Texte:
En application du Règlement Dublin III, la Belgique avait formulé une demande de prise en charge aux autorités françaises en date du 4 février 2016, lesquelles l’avaient acceptée en date du 8 février 2016 en application de l’article 12, §2 du même Règlement.
Convoqué à l’audience du 9 novembre 2016, le requérant invoque le dépassement du délai de 6 mois prévu à l’article 29 de ce Règlement, affirmant en conséquence que la Belgique est désormais responsable du traitement de sa demande d’asile.
L’article 29, §1er du Règlement Dublin III prévoit en effet, en son alinéa 1er, que :
« Le transfert du demandeur ou d’une autre personne visée à l’article 18, paragraphe 1, point c) ou d), de l’État membre requérant vers l’État membre responsable s’effectue conformément au droit national de l’État membre requérant, après concertation entre les États membres concernés, dès qu’il est matériellement possible et, au plus tard, dans un délai de six mois à compter de l’acceptation par un autre État membre de la requête aux fins de prise en charge ou de reprise en charge de la personne concernée ou de la décision définitive sur le recours ou la révision lorsque l’effet suspensif est accordé conformément à l’article 27, paragraphe 3. »
La partie adverse avait cependant informé le CCE, par courrier du 3 novembre 2016, que le délai de transfert du requérant vers la France avait été prolongé à 18 mois en date du 30 juin 2016, parce que la requérante se serait « cachée » pour éviter son transfert Dublin.
Dans un tel cas de figure, l’article 29, §2 du Règlement Dublin III prévoit en effet que :
« Si le transfert n’est pas exécuté dans le délai de six mois, l’État membre responsable est libéré de son obligation de prendre en charge ou de reprendre en charge la personne concernée et la responsabilité est alors transférée à l’État membre requérant. Ce délai peut être porté à un an au maximum s’il n’a pas pu être procédé au transfert en raison d’un emprisonnement de la personne concernée ou à dix-huit mois au maximum si la personne concernée prend la fuite. »
La partie requérante explique, à l’audience, n’avoir appris « qu’il y a quelques jours » l’existence de ce courrier, et demande au CCE de remettre l’affaire à une date ultérieure pour qu’elle puisse utilement se défendre et contester le fait d’avoir pris la fuite. Le Conseil accède à cette demande et décide de rouvrir les débats à l’audience du 14 décembre 2016.

Travail à faire:
(1) D'après le texte sur le Règlement Dublin III, à quelle date les autorités françaises ont-elles accepté la demande de prise en charge formulée par la Belgique ?
(2) Poursuivez le texte sur le Règlement Dublin III à la suite de sa dernière phrase.

Données extraites:
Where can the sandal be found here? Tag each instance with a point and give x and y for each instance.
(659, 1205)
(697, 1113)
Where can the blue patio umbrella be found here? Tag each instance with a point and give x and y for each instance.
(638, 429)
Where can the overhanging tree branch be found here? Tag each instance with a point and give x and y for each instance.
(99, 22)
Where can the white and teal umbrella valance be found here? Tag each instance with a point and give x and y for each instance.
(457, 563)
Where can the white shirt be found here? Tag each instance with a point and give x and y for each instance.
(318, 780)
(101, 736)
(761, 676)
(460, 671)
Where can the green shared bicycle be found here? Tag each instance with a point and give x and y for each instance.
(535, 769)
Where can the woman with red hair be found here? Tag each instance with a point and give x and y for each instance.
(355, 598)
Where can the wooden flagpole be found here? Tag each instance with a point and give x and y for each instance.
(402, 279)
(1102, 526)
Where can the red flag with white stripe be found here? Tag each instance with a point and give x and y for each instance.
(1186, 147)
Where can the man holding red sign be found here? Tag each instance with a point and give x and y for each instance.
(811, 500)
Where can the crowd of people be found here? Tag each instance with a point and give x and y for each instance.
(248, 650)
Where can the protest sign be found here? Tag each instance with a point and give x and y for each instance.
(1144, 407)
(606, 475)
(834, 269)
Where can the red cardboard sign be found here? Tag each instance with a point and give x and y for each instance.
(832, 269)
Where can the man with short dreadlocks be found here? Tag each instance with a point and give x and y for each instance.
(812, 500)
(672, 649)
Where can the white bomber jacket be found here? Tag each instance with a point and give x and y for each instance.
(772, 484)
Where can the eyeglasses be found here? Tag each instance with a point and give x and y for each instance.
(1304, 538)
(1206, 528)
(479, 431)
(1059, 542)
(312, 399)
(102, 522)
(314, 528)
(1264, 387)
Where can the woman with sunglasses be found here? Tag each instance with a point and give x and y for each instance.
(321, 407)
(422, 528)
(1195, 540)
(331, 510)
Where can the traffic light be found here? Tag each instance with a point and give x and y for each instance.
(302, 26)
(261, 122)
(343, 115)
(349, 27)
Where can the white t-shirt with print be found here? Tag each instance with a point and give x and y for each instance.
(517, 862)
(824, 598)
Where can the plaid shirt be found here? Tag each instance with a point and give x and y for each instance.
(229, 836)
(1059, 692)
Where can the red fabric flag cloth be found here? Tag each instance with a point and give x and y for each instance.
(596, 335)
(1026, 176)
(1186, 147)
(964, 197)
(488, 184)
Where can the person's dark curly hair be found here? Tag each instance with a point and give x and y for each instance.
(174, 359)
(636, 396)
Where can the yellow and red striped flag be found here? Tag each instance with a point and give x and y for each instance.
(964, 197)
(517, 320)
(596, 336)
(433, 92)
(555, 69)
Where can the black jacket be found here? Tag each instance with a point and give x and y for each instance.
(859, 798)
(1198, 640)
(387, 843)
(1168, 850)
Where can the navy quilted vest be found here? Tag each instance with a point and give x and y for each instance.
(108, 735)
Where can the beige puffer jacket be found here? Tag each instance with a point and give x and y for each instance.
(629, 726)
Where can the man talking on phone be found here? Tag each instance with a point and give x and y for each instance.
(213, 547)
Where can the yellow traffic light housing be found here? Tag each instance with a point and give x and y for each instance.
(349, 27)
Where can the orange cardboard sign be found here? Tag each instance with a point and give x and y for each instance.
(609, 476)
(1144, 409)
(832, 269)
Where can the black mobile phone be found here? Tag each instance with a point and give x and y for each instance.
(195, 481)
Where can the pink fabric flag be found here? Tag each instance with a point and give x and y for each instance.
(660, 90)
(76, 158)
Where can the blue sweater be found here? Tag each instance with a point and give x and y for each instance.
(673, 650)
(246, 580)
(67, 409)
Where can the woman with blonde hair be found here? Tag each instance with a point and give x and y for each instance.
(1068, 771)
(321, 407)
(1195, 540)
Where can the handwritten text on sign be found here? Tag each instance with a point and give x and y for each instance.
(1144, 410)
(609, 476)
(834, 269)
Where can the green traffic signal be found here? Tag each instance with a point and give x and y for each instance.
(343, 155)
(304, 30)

Corrigé:
(1) Le 8 février 2016.

(2)
Dans son arrêt, le Conseil procède à une analyse détaillée des faits entourant la prétention de la partie adverse selon laquelle la partie requérante aurait fui. Rappelant utilement les différents principes applicables à l’analyse du risque de fuite, et se basant sur l’article 3 de la Directive 2008/115/CE et sur l’arrêt Sagor de la Cour de Justice de l'Union européenne (ci-après: CJUE) du 6 décembre 2012, le CCE conclut à l’absence de risque de fuite en l’espèce et, dès lors, à l’illégalité de la décision de prolongation du délai de transfert de la requérante vers la France.
En conséquence, le CCE constate que le délai de transfert initial de 6 mois est expiré, et que la décision initialement querellée devant lui n’est plus exécutable. Il rejette donc le recours pour défaut d’objet.
B. Éclairage
L’arrêt commenté est intéressant à deux points de vue :
- quant aux conditions de prolongation du délai de transfert et définition de la notion de « fuite » ;
- quant au contrôle exercé par le CCE sur les décisions de prolongation du délai de transfert et, plus largement, quant à la question de l’application par le CCE de l’article 159 de la Constitution.
Nous renvoyons le lecteur aux considérations juridiques et factuelles intéressantes qui ont été formulées par le CCE dans son arrêt pour encadrer l’examen de la notion de « fuite ».
L’objet du présent commentaire se centre uniquement sur la deuxième question, à savoir la nature même du contrôle qui a été effectué par le CCE dans l’arrêt commenté. Il ne s’agit pas ici d’analyser le sort généralement réservé à l’article 159 de la Constitution dans la jurisprudence du CCE mais uniquement de proposer quelques réflexions autour du traitement réservé aux décisions de prolongation de transfert Dublin.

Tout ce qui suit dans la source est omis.